_Task description_:
Please express the data below as a JSON list of strings, one string per line, skipping blank lines and leaving the pictures out.

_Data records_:

----

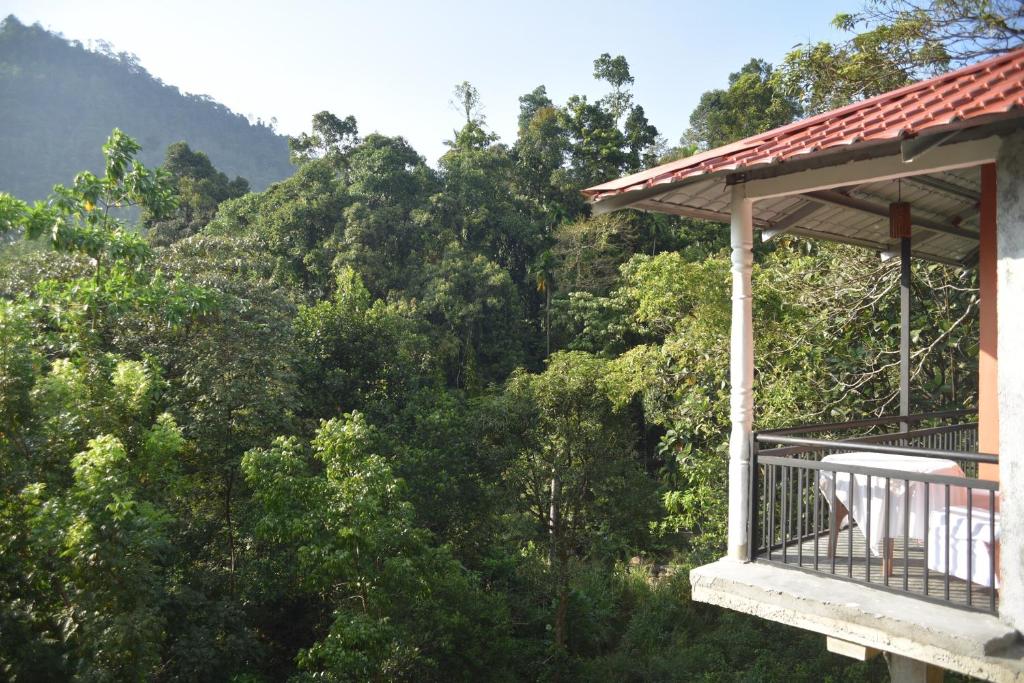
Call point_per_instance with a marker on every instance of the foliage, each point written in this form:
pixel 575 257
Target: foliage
pixel 61 99
pixel 387 422
pixel 752 103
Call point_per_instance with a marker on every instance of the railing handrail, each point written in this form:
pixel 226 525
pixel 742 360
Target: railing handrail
pixel 873 422
pixel 867 446
pixel 899 475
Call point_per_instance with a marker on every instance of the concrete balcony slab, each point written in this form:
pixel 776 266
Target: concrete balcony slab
pixel 954 639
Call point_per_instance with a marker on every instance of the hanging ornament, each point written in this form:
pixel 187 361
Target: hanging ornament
pixel 899 216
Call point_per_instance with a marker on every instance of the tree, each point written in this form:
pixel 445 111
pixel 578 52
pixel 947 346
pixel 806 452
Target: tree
pixel 397 608
pixel 466 98
pixel 574 457
pixel 615 71
pixel 332 138
pixel 967 30
pixel 200 188
pixel 902 41
pixel 752 103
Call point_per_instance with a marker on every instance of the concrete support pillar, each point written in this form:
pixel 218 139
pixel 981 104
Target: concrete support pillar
pixel 1010 283
pixel 740 373
pixel 988 397
pixel 905 670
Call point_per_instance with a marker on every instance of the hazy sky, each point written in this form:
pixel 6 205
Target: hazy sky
pixel 392 65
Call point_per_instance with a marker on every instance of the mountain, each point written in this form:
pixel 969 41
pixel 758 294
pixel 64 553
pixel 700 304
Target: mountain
pixel 59 101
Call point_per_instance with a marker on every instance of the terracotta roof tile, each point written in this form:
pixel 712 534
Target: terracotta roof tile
pixel 990 87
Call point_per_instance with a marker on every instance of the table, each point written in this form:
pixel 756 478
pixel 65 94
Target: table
pixel 857 502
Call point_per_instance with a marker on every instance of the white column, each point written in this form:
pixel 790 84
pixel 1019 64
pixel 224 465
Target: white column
pixel 740 373
pixel 1010 339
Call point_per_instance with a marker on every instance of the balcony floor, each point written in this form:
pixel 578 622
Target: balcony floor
pixel 803 555
pixel 970 642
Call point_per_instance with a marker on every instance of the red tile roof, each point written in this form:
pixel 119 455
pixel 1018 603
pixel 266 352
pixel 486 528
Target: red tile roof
pixel 962 97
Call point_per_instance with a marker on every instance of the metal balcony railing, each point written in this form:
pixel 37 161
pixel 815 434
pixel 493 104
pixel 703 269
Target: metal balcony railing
pixel 899 510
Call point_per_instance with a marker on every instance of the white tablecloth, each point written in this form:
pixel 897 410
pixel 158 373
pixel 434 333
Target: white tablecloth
pixel 974 540
pixel 901 502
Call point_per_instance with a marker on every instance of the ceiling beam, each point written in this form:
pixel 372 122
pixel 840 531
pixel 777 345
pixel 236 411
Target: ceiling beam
pixel 839 199
pixel 946 187
pixel 787 221
pixel 944 158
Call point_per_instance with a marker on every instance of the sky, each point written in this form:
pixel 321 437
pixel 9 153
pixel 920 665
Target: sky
pixel 393 65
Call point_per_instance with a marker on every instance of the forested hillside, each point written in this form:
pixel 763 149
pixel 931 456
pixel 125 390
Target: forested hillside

----

_Exercise output_:
[
  "Call point_per_instance with a marker on every instance of the foliage, each point written in this form:",
  "pixel 575 257",
  "Target: foliage",
  "pixel 61 99",
  "pixel 387 422",
  "pixel 752 103",
  "Call point_per_instance with a marker on every instance of the railing handrail, each point written in this form:",
  "pixel 226 525",
  "pixel 742 360",
  "Target: railing handrail",
  "pixel 873 422",
  "pixel 867 446",
  "pixel 899 475",
  "Call point_per_instance with a marker on every instance of the concrete balcony slab, each point written in this form:",
  "pixel 776 266",
  "Target: concrete balcony slab",
  "pixel 954 639",
  "Call point_per_instance with a marker on every instance of the hanging ornament, each point written in this form:",
  "pixel 187 361",
  "Target: hanging ornament",
  "pixel 899 216",
  "Call point_per_instance with a marker on every instance of the tree, each point written in this form:",
  "pixel 445 111",
  "pixel 578 52",
  "pixel 947 346",
  "pixel 806 452",
  "Target: tree",
  "pixel 397 608",
  "pixel 466 98",
  "pixel 574 457",
  "pixel 615 71",
  "pixel 332 138",
  "pixel 967 30",
  "pixel 200 188",
  "pixel 902 41",
  "pixel 752 103",
  "Call point_per_instance with a marker on every instance of the concrete support pillar, each point written in this form:",
  "pixel 218 139",
  "pixel 981 104",
  "Target: concrete support pillar",
  "pixel 1010 283",
  "pixel 740 373",
  "pixel 988 397",
  "pixel 905 670",
  "Call point_per_instance with a marker on every instance of the hazy sky, each point written in this form:",
  "pixel 6 205",
  "Target: hazy sky",
  "pixel 392 65",
  "Call point_per_instance with a marker on every instance of the mountain, each point written in this form:",
  "pixel 969 41",
  "pixel 758 294",
  "pixel 64 553",
  "pixel 700 304",
  "Target: mountain",
  "pixel 59 101",
  "Call point_per_instance with a marker on every instance of the terracotta roof tile, each point written in this form:",
  "pixel 712 534",
  "Target: terracotta roof tile",
  "pixel 990 87",
  "Call point_per_instance with a marker on every instance of the table, each point written in this form:",
  "pixel 756 478",
  "pixel 65 94",
  "Target: table",
  "pixel 857 502",
  "Call point_per_instance with a marker on every instance of the white column, each point written in this form:",
  "pixel 790 84",
  "pixel 1019 64",
  "pixel 224 465",
  "Target: white column",
  "pixel 740 373",
  "pixel 1010 339",
  "Call point_per_instance with a marker on every instance of the balcony floor, each point written in this form:",
  "pixel 578 622",
  "Target: balcony floor",
  "pixel 803 555",
  "pixel 970 642",
  "Call point_per_instance with a marker on every instance of the red tile roof, each point written in this form:",
  "pixel 119 455",
  "pixel 1018 603",
  "pixel 266 352",
  "pixel 486 528",
  "Target: red tile roof",
  "pixel 962 97",
  "Call point_per_instance with a marker on every instance of the metal balcony railing, each point written in this form:",
  "pixel 37 161",
  "pixel 815 434",
  "pixel 493 104",
  "pixel 703 269",
  "Target: metal balcony railing",
  "pixel 899 510",
  "Call point_per_instance with a marker on every instance of the white tablecloth, each point written in this form:",
  "pixel 897 410",
  "pixel 158 373",
  "pixel 434 333",
  "Target: white tablecloth",
  "pixel 974 540",
  "pixel 901 502",
  "Call point_per_instance with a marker on every instance of the ceiling beam, each point written in this form:",
  "pixel 372 122",
  "pixel 840 531",
  "pixel 777 345",
  "pixel 236 411",
  "Target: ceiling beam",
  "pixel 839 199",
  "pixel 946 187",
  "pixel 787 221",
  "pixel 944 158",
  "Call point_per_instance with a marker on every instance of the sky, each point written in this form:",
  "pixel 321 437",
  "pixel 9 153",
  "pixel 920 665",
  "Target: sky",
  "pixel 393 65",
  "Call point_per_instance with a marker on every instance of the forested hillside, each point written in this form:",
  "pixel 763 149",
  "pixel 931 456",
  "pixel 125 390",
  "Target: forested hillside"
]